## Start

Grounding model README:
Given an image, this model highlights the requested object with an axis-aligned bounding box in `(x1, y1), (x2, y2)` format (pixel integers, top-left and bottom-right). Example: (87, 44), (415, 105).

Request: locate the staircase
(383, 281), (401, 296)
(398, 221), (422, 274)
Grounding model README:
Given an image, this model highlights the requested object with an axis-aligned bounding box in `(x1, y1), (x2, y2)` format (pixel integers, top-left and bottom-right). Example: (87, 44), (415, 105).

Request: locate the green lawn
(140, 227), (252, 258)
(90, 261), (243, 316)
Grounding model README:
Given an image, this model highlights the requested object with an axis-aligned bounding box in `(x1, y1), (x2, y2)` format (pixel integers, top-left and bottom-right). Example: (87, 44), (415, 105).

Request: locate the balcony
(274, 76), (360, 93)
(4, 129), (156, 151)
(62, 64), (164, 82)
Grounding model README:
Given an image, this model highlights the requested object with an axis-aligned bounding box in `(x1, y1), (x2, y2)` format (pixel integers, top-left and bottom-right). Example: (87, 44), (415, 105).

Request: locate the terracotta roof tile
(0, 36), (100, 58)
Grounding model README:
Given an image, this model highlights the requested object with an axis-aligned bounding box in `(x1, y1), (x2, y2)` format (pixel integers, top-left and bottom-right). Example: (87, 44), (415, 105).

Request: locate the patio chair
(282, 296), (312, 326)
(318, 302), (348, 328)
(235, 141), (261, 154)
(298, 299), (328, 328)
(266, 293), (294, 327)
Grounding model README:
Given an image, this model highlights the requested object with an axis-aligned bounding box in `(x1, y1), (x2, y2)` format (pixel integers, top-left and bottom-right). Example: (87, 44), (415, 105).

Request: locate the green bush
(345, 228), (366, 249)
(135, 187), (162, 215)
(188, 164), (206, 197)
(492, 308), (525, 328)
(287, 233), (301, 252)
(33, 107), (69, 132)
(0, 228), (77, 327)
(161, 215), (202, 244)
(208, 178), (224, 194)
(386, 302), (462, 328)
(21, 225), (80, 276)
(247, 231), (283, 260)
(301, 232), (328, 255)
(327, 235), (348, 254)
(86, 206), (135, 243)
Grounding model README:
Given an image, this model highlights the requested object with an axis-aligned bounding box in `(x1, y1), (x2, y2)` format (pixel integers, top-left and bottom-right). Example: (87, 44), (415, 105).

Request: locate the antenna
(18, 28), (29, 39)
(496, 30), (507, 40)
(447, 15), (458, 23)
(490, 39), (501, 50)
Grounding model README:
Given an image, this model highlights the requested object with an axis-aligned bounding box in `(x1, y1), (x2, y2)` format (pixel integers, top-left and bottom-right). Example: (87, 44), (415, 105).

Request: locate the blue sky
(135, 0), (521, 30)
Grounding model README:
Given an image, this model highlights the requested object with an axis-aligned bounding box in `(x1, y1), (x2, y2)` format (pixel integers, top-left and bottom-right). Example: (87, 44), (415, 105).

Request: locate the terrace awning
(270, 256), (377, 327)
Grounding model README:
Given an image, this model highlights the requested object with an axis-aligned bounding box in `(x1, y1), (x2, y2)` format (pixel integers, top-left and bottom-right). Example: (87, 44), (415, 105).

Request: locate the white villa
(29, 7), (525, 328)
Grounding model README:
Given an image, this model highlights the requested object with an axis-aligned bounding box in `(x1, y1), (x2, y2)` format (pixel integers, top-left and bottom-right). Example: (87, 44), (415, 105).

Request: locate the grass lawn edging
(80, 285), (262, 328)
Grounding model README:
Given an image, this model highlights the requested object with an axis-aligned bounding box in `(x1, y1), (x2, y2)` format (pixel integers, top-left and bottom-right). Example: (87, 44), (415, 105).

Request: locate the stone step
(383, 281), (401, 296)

## End

## What is expected
Give all of the rows above as a numbered list with one line per number, and drop the blank lines.

## Task answer
1. Grounding model README:
2. Given an image, this model highlights the requested object with an axis-aligned bounding box in `(x1, y1), (x2, y2)` format (pixel integers, top-left and bottom-right). Example: (87, 44), (415, 105).
3. Request: locate the staircase
4. (383, 281), (401, 296)
5. (398, 221), (422, 274)
6. Grounding model README:
7. Given an image, this model highlights the requested object with an axis-aligned bounding box in `(x1, y1), (x2, y2)` format (pixel integers, top-left and bottom-right). Example: (87, 44), (415, 105).
8. Request: locate the green lawn
9. (140, 227), (252, 258)
10. (90, 261), (243, 316)
11. Grounding model README:
12. Given an image, this model highlights the requested object with an axis-aligned bounding box in `(x1, y1), (x2, y2)` format (pixel integers, top-left and bottom-right). Example: (87, 44), (415, 105).
13. Request: locate the balcony
14. (274, 76), (360, 93)
15. (4, 129), (156, 151)
16. (62, 64), (164, 82)
17. Grounding model README:
18. Given an image, this model highlights the requested object with an axis-aligned bounding box in `(x1, y1), (x2, y2)` format (pixel integers, top-left and bottom-right). Example: (87, 44), (415, 105).
19. Request: locate the terracotta roof tile
20. (0, 36), (100, 58)
21. Grounding model README:
22. Given an image, this model highlights the requested object with an axis-aligned bounding box in `(x1, y1), (x2, y2)` format (pixel integers, top-left and bottom-right). Example: (87, 44), (415, 105).
23. Request: locate the patio chair
24. (282, 296), (312, 326)
25. (318, 302), (348, 328)
26. (235, 141), (261, 154)
27. (298, 299), (328, 328)
28. (266, 293), (294, 327)
29. Grounding model README:
30. Given an image, this model highlights the requested object with an axis-aligned bounding box in `(x1, y1), (x2, y2)` format (pixel integers, top-left and bottom-right). Example: (87, 44), (415, 105).
31. Request: locate the green bush
32. (345, 228), (366, 249)
33. (135, 187), (162, 215)
34. (188, 164), (206, 197)
35. (492, 308), (525, 328)
36. (287, 233), (301, 252)
37. (33, 107), (69, 132)
38. (0, 228), (77, 327)
39. (161, 215), (202, 244)
40. (208, 178), (224, 194)
41. (386, 302), (462, 328)
42. (21, 225), (80, 276)
43. (247, 231), (283, 260)
44. (301, 232), (328, 255)
45. (327, 235), (348, 254)
46. (86, 206), (135, 243)
47. Grounding model README:
48. Given an image, this model highlights the requested object with an axis-aligned bounding box in `(x1, y1), (x2, y2)` format (pixel integers, top-left and bottom-right). Example: (87, 44), (415, 105).
49. Request: locate the antenna
50. (18, 28), (29, 39)
51. (496, 30), (507, 40)
52. (447, 15), (458, 23)
53. (490, 39), (501, 50)
54. Grounding model README:
55. Given an image, this model highlights the requested object with an axis-aligned bounding box in `(x1, y1), (x2, y2)` format (pixel integers, top-left and bottom-right). Example: (87, 44), (415, 105).
56. Request: locate the blue sky
57. (135, 0), (521, 30)
58. Grounding model README:
59. Given an image, this model highlights the requested object with an axis-aligned bounding box in `(x1, y1), (x2, y2)` format (pixel integers, top-left and bottom-right). Example: (87, 44), (415, 105).
60. Request: locate the terrace awning
61. (270, 256), (377, 327)
62. Grounding model README:
63. Given an image, this model highlights the requested object with an axis-aligned bounding box in `(x1, y1), (x2, y2)` format (pixel integers, top-left and bottom-right). Example: (87, 44), (415, 105).
64. Request: locate the white villa
65. (29, 7), (525, 328)
66. Grounding model README:
67. Given an image, this model highlights the requested object with an axis-aligned bounding box in `(x1, y1), (x2, y2)` format (pixel integers, top-left and bottom-right). Example: (87, 44), (415, 105).
68. Request: locate the grass lawn edging
69. (80, 285), (262, 328)
70. Grounding model README:
71. Given an image, this model highlights the requested object with an axis-aligned bounding box in `(x1, y1), (x2, y2)` format (pixel integers, top-left and bottom-right). Example: (87, 44), (415, 105).
72. Request: locate the stone step
73. (383, 281), (401, 296)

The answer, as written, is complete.